- Task to carry out
Write out, please, the line containing "Return the outline of every instance of the snowflake" together with all lines after it, up to and including the last one, with no other output.
◆ ◆ ◆ ◆ ◆
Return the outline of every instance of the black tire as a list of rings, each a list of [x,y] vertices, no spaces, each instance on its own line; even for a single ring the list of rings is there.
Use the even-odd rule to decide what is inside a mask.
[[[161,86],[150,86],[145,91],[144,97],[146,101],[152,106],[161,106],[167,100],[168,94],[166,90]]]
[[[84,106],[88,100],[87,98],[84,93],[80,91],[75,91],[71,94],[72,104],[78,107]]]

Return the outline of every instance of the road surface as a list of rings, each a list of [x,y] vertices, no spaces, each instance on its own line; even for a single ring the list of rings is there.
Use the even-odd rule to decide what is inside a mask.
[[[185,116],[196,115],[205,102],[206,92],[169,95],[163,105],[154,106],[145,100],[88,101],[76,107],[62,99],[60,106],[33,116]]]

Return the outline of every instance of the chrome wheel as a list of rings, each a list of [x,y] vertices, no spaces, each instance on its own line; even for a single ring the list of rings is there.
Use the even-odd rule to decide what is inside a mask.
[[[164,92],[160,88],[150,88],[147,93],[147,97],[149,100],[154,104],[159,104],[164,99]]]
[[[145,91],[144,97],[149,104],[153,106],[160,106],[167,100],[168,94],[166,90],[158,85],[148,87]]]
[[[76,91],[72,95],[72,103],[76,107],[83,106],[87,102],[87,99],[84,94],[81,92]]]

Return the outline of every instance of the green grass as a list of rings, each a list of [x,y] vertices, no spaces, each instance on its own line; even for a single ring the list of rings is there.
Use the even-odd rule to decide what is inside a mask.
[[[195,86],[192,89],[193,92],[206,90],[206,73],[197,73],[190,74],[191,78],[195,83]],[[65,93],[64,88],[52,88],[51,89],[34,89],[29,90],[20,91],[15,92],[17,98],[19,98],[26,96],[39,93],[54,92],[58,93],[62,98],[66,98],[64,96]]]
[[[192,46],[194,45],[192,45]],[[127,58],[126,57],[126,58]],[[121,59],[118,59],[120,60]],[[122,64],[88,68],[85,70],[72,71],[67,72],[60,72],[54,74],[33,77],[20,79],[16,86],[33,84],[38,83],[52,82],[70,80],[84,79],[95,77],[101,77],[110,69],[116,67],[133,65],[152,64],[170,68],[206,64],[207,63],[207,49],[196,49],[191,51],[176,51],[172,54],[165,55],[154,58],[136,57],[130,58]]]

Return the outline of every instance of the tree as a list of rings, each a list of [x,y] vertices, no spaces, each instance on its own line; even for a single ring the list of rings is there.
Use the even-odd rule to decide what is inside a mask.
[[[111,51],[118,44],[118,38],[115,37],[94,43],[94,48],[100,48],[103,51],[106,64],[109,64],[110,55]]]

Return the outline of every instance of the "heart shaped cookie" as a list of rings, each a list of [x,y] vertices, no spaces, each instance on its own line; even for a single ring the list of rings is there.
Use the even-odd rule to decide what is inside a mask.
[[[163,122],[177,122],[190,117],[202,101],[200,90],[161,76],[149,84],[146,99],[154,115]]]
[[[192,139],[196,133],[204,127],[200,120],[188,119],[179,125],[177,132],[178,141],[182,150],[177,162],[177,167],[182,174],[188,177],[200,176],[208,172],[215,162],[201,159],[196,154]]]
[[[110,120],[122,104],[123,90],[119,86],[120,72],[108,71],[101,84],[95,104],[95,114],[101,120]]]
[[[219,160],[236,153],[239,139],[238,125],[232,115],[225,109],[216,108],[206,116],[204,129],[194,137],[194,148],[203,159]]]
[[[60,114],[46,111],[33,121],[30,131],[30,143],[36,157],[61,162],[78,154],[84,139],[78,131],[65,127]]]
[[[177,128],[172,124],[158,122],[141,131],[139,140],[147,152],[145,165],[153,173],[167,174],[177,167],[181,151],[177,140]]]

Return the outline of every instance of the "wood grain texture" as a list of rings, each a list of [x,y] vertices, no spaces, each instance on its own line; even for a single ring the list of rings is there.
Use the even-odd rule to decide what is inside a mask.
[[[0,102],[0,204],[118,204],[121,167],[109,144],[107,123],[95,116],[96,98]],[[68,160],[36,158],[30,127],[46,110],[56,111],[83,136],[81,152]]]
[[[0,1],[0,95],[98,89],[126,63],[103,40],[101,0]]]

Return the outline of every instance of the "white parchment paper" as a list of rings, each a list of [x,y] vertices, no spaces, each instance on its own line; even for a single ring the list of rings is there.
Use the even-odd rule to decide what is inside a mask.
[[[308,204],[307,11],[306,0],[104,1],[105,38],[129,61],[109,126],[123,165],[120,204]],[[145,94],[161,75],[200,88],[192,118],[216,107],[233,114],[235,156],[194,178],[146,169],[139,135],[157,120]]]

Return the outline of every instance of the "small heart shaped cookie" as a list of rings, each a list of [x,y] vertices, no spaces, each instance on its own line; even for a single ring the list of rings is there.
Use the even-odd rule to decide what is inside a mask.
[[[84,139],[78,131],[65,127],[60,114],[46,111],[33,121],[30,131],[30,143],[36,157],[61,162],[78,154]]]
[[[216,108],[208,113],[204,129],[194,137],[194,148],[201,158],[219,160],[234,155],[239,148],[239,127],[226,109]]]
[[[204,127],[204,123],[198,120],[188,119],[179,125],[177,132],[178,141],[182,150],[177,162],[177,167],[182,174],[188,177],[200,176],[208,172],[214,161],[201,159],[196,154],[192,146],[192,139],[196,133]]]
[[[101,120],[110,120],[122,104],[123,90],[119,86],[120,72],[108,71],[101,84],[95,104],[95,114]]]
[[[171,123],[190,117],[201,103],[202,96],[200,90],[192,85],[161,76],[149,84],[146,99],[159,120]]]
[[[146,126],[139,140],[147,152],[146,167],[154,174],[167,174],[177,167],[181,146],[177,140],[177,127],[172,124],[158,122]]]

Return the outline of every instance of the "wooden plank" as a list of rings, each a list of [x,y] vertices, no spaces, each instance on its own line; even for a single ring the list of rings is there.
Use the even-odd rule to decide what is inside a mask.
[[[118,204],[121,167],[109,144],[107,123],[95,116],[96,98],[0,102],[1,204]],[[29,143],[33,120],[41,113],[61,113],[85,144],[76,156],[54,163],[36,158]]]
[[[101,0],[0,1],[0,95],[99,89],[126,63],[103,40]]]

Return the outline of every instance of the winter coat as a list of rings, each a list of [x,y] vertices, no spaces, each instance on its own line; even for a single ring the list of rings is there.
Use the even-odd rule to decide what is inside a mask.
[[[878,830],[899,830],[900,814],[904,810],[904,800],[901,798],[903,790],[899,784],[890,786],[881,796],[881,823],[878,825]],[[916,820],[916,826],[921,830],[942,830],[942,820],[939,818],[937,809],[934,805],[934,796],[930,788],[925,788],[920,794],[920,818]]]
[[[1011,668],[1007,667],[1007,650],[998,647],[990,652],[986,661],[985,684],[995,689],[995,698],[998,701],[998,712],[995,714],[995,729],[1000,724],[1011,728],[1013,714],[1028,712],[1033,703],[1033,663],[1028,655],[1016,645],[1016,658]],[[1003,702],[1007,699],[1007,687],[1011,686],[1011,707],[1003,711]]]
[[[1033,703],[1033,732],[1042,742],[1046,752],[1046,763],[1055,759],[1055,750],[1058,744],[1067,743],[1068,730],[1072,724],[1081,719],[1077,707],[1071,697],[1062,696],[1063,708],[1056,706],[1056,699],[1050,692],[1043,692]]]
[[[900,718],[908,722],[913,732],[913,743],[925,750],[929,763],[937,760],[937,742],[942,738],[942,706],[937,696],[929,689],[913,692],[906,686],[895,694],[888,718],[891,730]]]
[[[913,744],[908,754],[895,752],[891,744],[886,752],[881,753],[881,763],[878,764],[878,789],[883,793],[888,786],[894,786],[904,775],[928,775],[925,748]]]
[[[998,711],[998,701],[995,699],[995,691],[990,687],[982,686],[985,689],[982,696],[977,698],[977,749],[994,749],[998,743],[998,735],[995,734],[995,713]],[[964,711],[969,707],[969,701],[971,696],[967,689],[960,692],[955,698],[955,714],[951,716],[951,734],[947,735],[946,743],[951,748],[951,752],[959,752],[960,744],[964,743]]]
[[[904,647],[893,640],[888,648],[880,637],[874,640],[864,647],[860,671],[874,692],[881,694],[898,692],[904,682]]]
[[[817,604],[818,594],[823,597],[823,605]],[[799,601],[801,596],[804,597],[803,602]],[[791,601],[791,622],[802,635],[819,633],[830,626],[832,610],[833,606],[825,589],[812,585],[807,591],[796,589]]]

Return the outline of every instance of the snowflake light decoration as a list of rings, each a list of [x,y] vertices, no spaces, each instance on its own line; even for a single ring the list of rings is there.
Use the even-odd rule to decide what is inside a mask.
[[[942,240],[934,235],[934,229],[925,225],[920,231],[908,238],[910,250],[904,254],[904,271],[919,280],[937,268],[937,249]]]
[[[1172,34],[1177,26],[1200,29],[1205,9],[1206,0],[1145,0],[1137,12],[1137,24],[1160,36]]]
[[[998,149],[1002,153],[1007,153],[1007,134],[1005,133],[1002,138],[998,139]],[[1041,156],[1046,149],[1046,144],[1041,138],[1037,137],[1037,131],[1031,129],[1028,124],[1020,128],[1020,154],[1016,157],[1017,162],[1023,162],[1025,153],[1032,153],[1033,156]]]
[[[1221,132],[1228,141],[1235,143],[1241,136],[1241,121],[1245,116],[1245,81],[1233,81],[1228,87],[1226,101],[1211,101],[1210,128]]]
◆ ◆ ◆ ◆ ◆
- Written answer
Return the outline of every instance of the snowflake light decoration as a list of rings, each a list of [x,y] vertices, no spaces, each instance on its own line; even for a single ring the list of rings is there.
Use the even-odd rule to decide what is inside a mask.
[[[942,240],[934,235],[934,229],[925,225],[920,231],[908,238],[910,250],[904,254],[904,271],[919,280],[937,268],[937,249]]]
[[[1172,34],[1177,26],[1200,29],[1205,9],[1206,0],[1145,0],[1137,12],[1137,24],[1160,36]]]
[[[998,149],[1002,153],[1007,153],[1007,134],[1005,133],[1002,138],[998,139]],[[1041,156],[1046,149],[1046,144],[1041,138],[1037,137],[1037,131],[1031,129],[1028,124],[1020,128],[1020,154],[1016,157],[1017,162],[1023,162],[1025,153],[1032,153],[1033,156]]]
[[[1221,132],[1228,141],[1235,143],[1241,136],[1241,121],[1245,116],[1245,81],[1233,81],[1228,87],[1226,101],[1211,101],[1210,128]]]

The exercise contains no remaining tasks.